◆ Task statement: Print every one of the rows below again, character for character, with nothing added or changed.
· · ·
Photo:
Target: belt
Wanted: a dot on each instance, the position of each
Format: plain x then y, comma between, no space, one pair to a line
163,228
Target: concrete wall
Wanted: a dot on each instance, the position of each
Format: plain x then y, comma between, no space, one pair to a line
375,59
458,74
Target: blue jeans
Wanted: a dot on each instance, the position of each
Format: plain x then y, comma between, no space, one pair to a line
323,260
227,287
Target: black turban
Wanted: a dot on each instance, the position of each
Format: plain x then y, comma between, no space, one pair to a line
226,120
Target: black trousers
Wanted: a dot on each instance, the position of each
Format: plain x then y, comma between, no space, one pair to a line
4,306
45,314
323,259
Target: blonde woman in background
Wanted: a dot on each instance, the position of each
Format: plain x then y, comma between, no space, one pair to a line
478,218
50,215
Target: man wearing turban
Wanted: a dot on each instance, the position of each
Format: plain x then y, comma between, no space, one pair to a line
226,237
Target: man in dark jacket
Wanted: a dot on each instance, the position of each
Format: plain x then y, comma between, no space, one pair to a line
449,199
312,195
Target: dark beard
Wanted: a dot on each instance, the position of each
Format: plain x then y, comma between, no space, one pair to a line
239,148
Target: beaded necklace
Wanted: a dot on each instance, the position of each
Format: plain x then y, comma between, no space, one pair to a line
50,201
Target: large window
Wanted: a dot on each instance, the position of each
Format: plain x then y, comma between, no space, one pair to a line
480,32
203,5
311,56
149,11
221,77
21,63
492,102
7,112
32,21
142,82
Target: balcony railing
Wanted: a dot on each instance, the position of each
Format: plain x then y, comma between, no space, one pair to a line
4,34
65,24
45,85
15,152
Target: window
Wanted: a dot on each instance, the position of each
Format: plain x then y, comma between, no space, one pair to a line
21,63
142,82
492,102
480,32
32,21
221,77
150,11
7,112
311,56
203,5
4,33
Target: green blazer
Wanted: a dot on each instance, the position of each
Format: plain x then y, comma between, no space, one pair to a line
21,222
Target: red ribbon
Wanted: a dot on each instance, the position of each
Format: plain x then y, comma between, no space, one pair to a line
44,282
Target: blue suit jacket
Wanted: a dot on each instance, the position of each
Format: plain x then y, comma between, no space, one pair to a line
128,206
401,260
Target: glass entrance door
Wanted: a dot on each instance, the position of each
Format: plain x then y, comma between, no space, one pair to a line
· · ·
◆ Solution to this problem:
Photo:
Target: belt
Wanted: a dot on each instance, the position of each
Format: plain x then y, comma between, no space, one pair to a line
163,228
Target: concrete wall
Wanted: a dot on each instance, the position of each
Format: plain x then y, comma between, no space, one pair to a line
375,59
458,74
Target: blue jeans
Wanted: a dot on each instance, the position of each
Format: plain x then y, comma between, no space, one pair to a line
323,260
227,287
Target: black turban
Wanted: a dot on each instance, the position of each
Format: plain x then y, comma between, no space, one pair to a line
226,120
Target: black trousers
Wanted: a dot on each instance, the position of each
Format: plain x then y, comma between, no space, one pair to a line
4,306
45,314
323,259
Target: blonde woman in background
Wanted: a dot on each instance, the position of each
Format: plain x then y, comma between, no space, one pair to a line
478,218
50,215
Target: man wearing turban
Wanted: a dot on each instance, the position of each
Format: plain x then y, comma between, no space, one pair to a line
226,237
Target: man in dark jacket
Wanted: a dot on each instance, the position of each
Format: plain x then y, comma between, no space, one pair to a line
449,199
312,195
Target: dark beard
Wanted: a dot on each instance, the position of each
Format: plain x then y, comma between, no space, one pair to a line
239,148
Target: beaded necklace
Wanted: a dot on each instance, the position of each
Format: plain x then y, comma between, no space, one pair to a line
50,201
Target: large window
Wanted: a dot on each instance, the position of each
Format: plain x then y, comma between, no space, one pair to a line
480,32
203,5
311,56
149,11
221,77
21,63
492,102
7,112
32,21
142,82
Target: balcony railing
Wanted: a dot on each instance, the position of each
Format: plain x then y, comma between, no space, one pair to a line
4,34
65,24
45,85
15,152
Target: window
Wanted: a dot on each instance, the position of each
Format: plain x then y, comma between, no space, one pair to a line
21,63
142,82
492,102
480,32
32,21
221,77
150,11
7,112
311,56
203,5
4,33
Target: green blazer
Wanted: a dot on each instance, the position of each
Format: plain x then y, comma between, no space, one pair to a line
21,222
Target: red ribbon
Wanted: a dot on each instance, the position of each
Format: plain x then y, comma between, no space, one pair to a line
44,282
Target: blue suit jacket
Wanted: a dot on each instance, the position of each
Format: plain x then y, comma between, no space, one pair to a line
128,206
401,260
Target: glass entrance door
Wanted: a dot on each instance, the position of each
Format: plain x then y, comma between, no space, one pair to a line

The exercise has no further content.